> [Challenge]: Can you repeat every one of the items below word for word, leaving the pictures out?

> [Material for this exercise]:
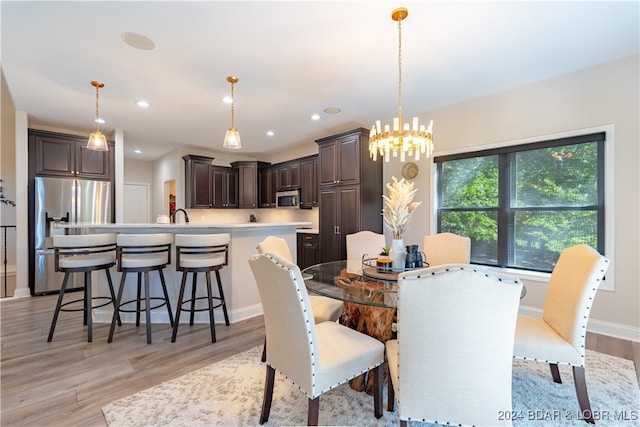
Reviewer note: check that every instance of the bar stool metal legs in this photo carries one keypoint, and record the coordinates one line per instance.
(142, 254)
(83, 254)
(201, 254)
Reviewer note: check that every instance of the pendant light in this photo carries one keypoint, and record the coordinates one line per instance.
(405, 139)
(97, 140)
(232, 137)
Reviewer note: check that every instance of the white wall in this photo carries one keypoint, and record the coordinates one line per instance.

> [Task result]:
Reviewer note: check that every instance of the bar stool metal legs in this photo carries one keypoint, and record the coordinates one line per instance.
(142, 254)
(83, 254)
(201, 254)
Reviewer note: check that every instance of the pendant light in this photo carries one keypoint, and record the coordinates one line per instance.
(405, 139)
(97, 140)
(232, 137)
Reviewer note: check that every instance of the white wall in this photo carries one keypoint, and record the coordinates one line per instance.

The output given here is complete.